■ **What to do**
Scan the entries below for the word "white". Copy each line that has it.

■ **Referring expression pointing data**
* * * *
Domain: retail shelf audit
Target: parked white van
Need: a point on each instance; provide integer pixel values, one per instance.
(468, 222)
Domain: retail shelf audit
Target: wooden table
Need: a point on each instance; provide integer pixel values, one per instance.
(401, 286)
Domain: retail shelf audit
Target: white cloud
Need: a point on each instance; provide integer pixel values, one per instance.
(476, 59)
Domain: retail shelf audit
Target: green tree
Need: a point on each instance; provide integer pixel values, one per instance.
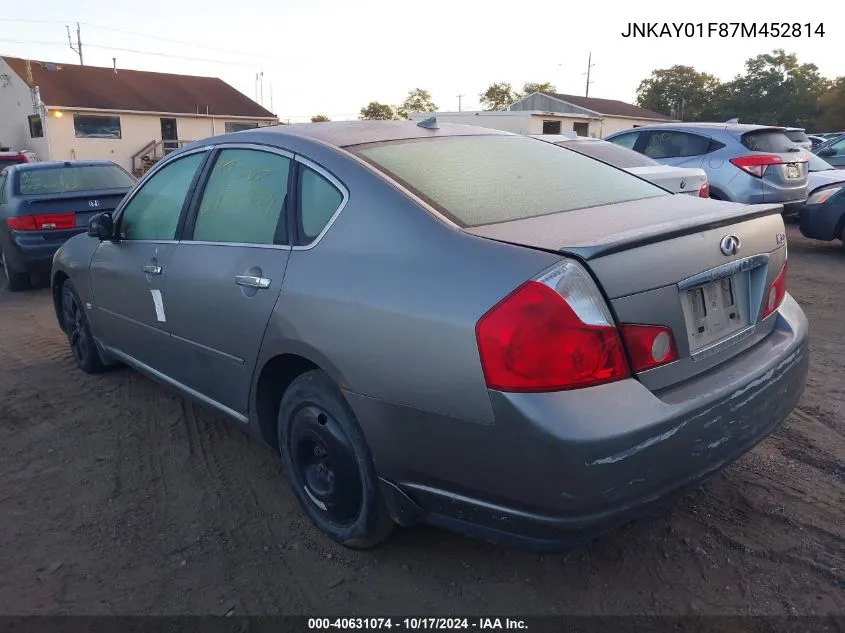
(529, 88)
(497, 96)
(774, 90)
(681, 92)
(418, 100)
(376, 111)
(831, 107)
* * * *
■ **Result**
Target: parked white van
Target: white cloud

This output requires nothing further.